▼

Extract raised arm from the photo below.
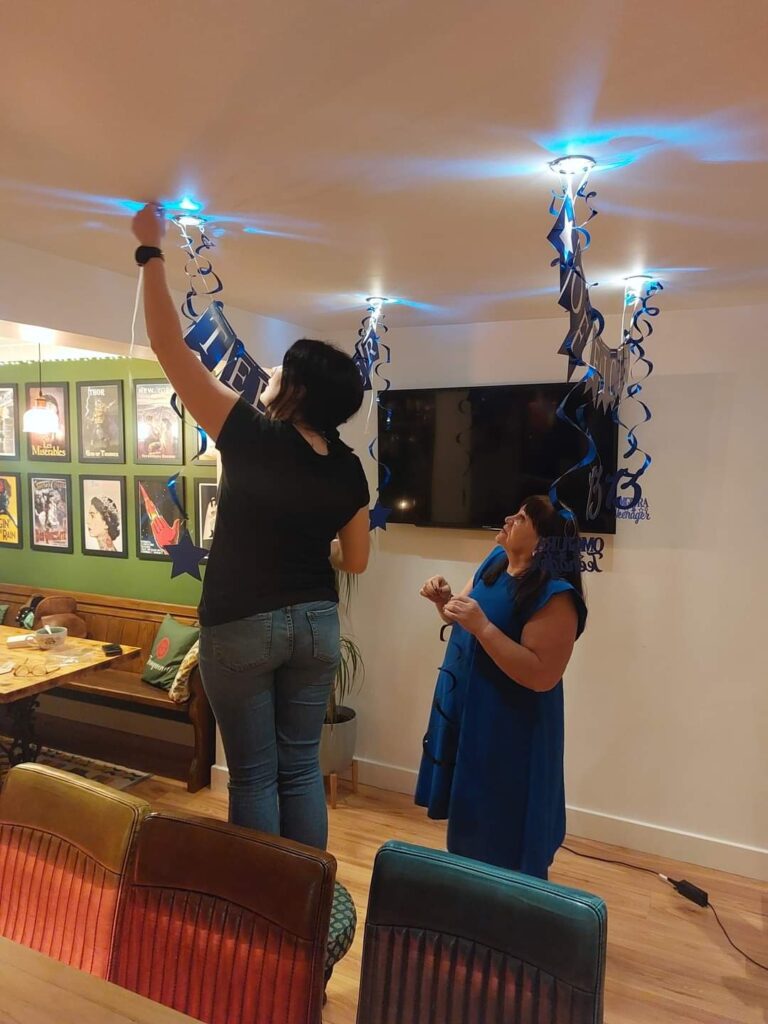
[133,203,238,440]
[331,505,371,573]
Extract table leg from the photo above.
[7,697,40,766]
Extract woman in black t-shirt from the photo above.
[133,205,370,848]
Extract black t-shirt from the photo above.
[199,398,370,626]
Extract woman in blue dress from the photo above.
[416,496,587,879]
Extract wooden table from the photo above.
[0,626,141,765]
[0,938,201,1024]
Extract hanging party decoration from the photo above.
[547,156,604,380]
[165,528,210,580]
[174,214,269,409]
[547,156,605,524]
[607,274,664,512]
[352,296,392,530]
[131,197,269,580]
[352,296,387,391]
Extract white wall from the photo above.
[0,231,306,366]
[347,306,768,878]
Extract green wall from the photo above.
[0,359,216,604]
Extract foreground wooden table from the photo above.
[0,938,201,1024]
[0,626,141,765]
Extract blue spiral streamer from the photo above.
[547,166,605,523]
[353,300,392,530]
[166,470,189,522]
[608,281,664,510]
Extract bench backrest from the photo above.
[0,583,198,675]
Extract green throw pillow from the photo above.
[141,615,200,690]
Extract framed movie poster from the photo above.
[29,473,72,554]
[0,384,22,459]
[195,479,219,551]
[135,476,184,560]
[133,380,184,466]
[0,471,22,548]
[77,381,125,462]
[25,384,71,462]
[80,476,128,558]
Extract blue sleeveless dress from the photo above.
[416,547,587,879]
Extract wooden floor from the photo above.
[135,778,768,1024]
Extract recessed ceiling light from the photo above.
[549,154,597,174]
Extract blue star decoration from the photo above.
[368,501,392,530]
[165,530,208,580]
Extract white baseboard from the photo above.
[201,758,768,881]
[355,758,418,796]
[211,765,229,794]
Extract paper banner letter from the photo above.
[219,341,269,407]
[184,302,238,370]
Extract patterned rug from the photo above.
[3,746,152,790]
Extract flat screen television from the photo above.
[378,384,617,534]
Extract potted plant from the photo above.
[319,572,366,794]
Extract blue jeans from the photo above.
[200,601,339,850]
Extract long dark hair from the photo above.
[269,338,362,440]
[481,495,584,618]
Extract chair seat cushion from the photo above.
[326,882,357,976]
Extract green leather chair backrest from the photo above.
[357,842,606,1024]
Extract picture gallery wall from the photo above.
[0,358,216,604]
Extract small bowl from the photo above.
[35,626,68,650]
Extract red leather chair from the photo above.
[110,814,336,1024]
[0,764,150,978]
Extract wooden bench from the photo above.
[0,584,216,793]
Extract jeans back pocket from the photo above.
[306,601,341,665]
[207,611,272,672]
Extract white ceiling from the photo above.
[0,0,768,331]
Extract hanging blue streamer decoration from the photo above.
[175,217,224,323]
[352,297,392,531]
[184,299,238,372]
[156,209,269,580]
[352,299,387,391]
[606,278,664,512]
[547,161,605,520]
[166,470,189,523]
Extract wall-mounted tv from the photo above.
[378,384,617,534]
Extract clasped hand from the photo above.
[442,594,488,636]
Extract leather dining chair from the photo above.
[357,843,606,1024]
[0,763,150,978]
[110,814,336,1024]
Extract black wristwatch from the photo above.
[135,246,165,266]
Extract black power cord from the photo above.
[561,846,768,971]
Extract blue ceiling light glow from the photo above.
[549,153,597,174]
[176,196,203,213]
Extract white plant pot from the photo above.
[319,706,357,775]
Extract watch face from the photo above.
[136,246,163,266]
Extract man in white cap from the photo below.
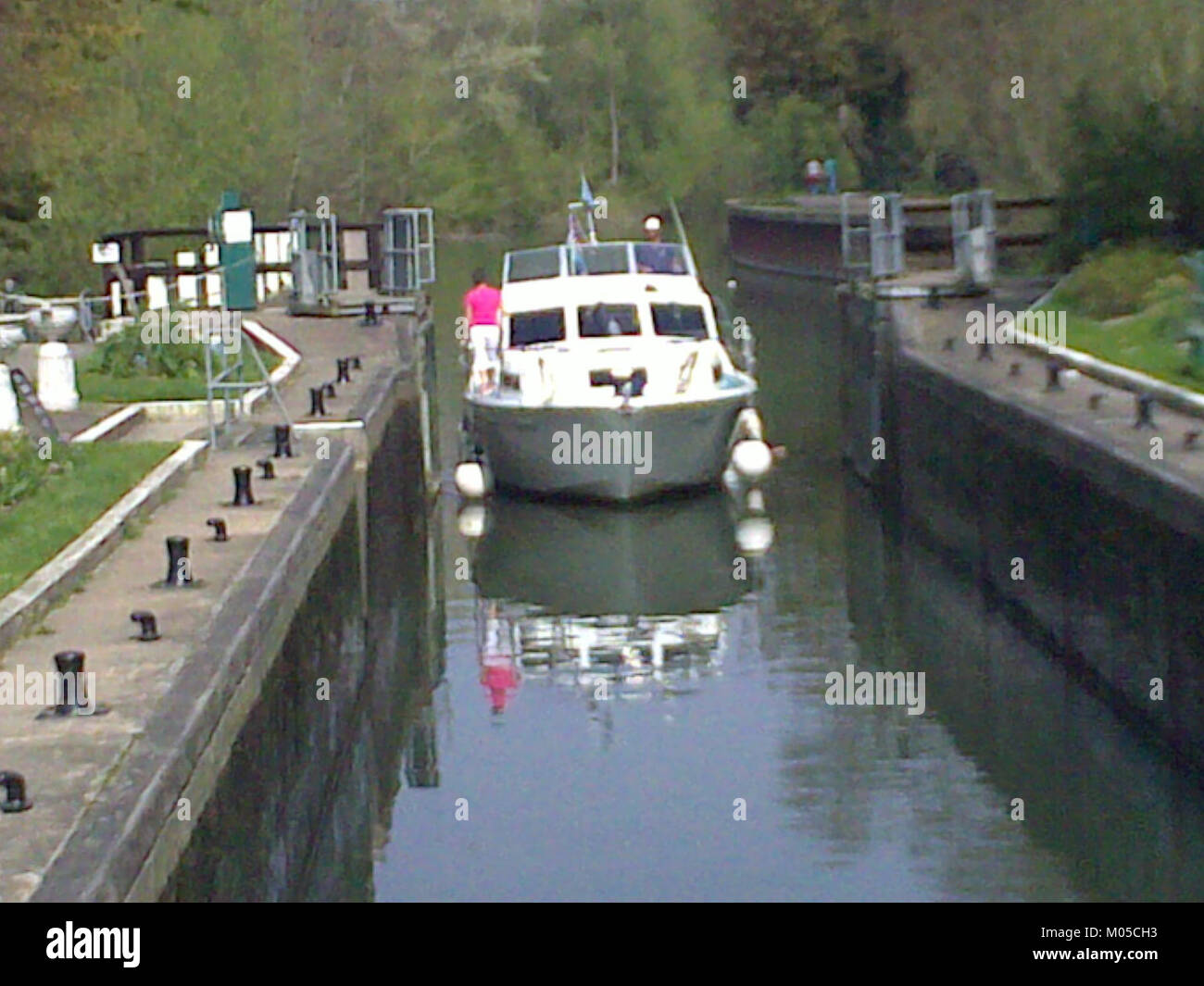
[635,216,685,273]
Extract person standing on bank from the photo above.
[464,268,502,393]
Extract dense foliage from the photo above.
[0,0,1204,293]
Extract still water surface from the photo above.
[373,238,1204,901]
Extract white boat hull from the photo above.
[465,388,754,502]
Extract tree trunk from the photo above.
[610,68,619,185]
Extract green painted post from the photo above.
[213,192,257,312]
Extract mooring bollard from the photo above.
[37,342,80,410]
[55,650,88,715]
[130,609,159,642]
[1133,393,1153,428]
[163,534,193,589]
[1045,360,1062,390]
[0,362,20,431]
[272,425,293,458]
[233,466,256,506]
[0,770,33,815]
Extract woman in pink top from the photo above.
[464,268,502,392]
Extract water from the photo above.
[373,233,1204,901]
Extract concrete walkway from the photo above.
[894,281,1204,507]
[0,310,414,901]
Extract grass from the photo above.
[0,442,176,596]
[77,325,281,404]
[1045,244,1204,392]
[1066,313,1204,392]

▲

→ Requirement
Identify each row above that contains the word "water" and copy every such row in full.

→ The answer
Extract still water surface from the photo above.
Extract water from the photo above.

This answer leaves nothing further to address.